WHAT TO WORK ON
Your answer should consist of each line below that contains the string "small".

[Dataset entries]
###

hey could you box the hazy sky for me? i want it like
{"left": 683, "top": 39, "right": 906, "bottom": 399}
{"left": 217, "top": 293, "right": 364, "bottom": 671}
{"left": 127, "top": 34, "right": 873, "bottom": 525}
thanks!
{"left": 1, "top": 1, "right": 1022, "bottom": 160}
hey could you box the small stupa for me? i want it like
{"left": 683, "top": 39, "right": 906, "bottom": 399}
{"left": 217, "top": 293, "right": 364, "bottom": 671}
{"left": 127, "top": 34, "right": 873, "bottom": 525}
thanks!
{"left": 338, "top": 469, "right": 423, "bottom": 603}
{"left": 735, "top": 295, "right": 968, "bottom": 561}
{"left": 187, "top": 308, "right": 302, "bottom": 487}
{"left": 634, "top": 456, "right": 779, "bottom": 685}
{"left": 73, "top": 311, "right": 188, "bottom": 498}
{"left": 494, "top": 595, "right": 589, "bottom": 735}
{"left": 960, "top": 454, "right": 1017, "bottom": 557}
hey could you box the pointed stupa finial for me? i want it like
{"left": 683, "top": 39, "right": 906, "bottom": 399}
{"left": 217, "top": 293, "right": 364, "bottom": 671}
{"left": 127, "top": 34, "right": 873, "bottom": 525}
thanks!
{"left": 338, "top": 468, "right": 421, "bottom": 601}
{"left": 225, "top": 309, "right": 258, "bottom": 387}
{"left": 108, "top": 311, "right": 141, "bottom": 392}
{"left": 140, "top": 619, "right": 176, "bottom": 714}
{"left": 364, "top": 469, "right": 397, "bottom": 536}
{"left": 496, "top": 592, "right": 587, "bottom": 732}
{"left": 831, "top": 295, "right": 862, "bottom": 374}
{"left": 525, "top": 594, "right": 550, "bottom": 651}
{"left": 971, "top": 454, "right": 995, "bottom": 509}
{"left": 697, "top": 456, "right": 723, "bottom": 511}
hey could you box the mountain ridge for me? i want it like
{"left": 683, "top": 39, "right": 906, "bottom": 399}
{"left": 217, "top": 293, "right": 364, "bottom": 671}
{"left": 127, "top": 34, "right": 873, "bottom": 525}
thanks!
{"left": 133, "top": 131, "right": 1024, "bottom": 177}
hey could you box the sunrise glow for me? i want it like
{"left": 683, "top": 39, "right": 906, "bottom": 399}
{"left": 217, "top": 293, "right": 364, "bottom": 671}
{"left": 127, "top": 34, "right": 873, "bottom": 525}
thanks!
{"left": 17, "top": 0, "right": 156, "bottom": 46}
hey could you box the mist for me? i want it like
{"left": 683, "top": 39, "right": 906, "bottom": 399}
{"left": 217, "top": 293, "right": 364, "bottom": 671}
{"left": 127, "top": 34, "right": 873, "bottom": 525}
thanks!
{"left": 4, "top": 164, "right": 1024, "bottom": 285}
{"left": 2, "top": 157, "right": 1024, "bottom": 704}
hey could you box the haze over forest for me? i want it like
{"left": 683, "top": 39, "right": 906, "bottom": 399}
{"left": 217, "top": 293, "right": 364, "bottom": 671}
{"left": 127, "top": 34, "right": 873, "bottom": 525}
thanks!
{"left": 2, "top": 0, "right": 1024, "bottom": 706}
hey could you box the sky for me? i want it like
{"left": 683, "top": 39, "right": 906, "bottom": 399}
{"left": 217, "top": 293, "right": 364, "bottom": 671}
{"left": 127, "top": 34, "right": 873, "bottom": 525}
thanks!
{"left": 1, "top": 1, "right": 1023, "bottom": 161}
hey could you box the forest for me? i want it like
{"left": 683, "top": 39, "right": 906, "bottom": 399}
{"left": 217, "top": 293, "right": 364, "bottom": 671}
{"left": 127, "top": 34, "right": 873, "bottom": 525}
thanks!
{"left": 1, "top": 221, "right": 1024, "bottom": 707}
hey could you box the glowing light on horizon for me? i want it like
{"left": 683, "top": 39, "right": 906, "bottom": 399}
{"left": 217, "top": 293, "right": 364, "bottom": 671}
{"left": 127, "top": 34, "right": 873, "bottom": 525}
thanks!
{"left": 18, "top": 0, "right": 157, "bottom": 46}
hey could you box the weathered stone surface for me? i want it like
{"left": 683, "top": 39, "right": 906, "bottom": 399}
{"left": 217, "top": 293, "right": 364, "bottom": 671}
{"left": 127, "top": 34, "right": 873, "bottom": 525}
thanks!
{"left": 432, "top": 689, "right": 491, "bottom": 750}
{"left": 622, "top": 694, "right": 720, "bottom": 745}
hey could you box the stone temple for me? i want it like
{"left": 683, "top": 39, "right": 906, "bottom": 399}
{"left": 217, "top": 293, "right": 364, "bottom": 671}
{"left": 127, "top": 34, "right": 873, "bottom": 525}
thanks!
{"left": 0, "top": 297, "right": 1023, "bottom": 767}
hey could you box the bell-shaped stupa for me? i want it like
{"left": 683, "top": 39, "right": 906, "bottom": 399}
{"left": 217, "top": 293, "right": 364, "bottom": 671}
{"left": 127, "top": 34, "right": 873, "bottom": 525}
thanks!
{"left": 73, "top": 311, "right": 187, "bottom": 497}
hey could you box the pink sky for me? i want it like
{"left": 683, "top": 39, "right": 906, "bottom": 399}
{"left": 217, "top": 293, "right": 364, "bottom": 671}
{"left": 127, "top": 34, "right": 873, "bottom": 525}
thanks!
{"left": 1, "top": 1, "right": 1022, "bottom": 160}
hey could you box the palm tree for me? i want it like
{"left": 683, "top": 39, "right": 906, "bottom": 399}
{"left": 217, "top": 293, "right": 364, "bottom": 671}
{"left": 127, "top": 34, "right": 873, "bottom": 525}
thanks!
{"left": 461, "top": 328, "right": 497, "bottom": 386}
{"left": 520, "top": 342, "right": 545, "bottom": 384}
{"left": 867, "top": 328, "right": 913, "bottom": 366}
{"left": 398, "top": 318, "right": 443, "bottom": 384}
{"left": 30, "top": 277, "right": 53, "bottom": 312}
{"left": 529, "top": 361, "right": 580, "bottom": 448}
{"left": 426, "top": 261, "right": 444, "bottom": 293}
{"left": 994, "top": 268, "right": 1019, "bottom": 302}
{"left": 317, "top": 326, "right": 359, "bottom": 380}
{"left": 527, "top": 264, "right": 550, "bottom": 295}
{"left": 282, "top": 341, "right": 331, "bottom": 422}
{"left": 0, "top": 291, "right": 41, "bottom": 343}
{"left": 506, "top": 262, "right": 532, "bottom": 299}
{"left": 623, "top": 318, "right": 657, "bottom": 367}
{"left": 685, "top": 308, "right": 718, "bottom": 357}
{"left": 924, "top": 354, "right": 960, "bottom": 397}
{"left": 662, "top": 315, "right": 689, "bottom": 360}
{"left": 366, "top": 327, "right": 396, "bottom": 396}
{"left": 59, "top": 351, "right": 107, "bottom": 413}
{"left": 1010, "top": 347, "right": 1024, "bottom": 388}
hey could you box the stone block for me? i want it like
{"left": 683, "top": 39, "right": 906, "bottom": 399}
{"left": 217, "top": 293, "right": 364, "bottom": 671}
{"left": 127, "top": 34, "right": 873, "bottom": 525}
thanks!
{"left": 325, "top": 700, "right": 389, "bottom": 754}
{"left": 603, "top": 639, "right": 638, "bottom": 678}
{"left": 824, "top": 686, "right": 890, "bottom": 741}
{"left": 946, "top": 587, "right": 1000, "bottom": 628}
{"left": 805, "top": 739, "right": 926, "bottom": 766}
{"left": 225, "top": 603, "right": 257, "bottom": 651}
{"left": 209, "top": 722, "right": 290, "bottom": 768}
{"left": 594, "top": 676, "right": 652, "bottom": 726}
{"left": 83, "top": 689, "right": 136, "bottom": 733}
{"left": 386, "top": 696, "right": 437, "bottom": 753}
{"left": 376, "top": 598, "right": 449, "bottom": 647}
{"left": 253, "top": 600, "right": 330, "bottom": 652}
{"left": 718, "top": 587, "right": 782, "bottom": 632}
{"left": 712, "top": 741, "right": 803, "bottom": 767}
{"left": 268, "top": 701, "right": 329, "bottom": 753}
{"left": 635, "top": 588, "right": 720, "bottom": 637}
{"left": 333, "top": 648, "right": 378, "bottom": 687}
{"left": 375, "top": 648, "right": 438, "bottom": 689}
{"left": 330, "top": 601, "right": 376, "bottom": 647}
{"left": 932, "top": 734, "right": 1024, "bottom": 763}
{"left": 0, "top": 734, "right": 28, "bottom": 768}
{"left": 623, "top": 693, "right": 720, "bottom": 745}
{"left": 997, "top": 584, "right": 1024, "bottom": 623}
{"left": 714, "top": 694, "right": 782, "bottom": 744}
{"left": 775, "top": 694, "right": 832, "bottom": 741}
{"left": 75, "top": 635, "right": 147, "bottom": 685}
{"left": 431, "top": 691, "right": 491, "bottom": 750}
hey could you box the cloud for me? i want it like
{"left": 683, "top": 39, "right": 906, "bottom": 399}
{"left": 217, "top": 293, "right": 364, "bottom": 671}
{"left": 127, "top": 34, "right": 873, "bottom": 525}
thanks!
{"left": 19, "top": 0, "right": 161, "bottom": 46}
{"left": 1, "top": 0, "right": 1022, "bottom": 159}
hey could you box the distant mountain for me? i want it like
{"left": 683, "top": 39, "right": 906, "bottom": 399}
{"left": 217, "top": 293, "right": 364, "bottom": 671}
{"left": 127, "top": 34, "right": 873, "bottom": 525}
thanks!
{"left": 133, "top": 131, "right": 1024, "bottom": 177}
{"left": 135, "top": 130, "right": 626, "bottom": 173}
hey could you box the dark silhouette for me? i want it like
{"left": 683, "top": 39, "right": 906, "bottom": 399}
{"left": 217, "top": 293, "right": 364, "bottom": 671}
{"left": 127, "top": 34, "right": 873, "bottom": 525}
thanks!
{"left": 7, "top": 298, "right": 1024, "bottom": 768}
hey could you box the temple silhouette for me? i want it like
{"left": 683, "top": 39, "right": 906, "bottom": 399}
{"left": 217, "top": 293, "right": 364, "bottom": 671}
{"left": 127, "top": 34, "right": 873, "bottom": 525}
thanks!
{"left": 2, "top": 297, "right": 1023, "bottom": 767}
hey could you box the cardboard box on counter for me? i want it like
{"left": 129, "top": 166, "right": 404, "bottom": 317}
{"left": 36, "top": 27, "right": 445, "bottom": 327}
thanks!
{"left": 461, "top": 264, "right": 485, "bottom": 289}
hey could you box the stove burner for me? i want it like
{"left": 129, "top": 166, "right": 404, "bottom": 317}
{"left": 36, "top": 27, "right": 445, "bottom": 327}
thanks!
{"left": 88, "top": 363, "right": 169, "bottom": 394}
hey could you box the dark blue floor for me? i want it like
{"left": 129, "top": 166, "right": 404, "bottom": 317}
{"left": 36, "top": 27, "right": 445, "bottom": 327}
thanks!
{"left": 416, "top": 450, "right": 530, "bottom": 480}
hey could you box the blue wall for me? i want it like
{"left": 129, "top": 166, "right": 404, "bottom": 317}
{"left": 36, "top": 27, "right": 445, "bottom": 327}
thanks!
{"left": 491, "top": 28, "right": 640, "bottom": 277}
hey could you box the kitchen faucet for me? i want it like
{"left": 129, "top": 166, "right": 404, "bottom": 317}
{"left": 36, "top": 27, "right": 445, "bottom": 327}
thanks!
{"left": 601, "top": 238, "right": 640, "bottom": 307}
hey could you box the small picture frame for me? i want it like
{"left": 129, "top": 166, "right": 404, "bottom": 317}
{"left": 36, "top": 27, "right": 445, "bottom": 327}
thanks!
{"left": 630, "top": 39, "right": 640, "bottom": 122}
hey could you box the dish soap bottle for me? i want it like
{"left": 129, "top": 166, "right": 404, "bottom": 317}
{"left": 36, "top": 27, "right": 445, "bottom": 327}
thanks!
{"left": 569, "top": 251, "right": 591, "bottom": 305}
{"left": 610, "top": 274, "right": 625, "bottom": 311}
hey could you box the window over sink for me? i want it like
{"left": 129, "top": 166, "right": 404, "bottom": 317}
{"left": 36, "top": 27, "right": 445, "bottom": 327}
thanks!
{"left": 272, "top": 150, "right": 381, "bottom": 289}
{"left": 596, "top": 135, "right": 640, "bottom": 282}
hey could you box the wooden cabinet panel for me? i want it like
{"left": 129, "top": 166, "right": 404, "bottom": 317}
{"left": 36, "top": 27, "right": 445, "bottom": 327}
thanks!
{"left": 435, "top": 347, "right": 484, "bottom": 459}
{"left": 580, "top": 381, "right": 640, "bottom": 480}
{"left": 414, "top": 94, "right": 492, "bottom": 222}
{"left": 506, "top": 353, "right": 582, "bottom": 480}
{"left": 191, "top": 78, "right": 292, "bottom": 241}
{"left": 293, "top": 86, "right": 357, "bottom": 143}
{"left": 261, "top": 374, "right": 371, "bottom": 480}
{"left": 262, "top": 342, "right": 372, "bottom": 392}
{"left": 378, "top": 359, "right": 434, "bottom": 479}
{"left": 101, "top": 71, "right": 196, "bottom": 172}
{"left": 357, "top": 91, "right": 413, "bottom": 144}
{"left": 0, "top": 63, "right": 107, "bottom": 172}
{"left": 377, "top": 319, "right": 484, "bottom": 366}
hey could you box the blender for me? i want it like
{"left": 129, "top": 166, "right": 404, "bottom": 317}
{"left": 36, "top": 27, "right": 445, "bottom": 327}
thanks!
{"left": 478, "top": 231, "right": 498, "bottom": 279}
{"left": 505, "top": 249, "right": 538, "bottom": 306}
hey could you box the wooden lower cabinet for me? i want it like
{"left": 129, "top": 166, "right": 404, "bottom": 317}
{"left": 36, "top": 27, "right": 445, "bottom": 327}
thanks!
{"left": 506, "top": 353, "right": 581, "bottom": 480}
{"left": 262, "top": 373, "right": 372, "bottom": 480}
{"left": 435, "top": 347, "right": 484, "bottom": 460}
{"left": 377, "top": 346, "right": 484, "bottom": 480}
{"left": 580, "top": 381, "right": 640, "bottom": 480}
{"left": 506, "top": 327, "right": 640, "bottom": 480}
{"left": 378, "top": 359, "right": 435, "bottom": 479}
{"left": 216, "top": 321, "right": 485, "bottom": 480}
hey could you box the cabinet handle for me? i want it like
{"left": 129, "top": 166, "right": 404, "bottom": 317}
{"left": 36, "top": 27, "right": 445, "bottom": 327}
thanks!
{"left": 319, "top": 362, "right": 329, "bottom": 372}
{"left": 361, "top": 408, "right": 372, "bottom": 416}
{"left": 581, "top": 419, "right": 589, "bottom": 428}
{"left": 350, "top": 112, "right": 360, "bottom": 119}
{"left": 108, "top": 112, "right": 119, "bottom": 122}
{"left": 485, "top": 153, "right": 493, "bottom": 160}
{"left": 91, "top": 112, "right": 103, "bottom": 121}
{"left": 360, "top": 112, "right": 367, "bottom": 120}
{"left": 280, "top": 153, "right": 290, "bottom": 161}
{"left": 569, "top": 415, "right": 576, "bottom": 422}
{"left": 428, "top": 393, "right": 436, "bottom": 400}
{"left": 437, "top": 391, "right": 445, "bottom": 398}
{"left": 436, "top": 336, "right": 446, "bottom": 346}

###

EXERCISE OUTPUT
hey could you box the small stupa for me? i want it like
hey could you box the small picture frame for me? i want it like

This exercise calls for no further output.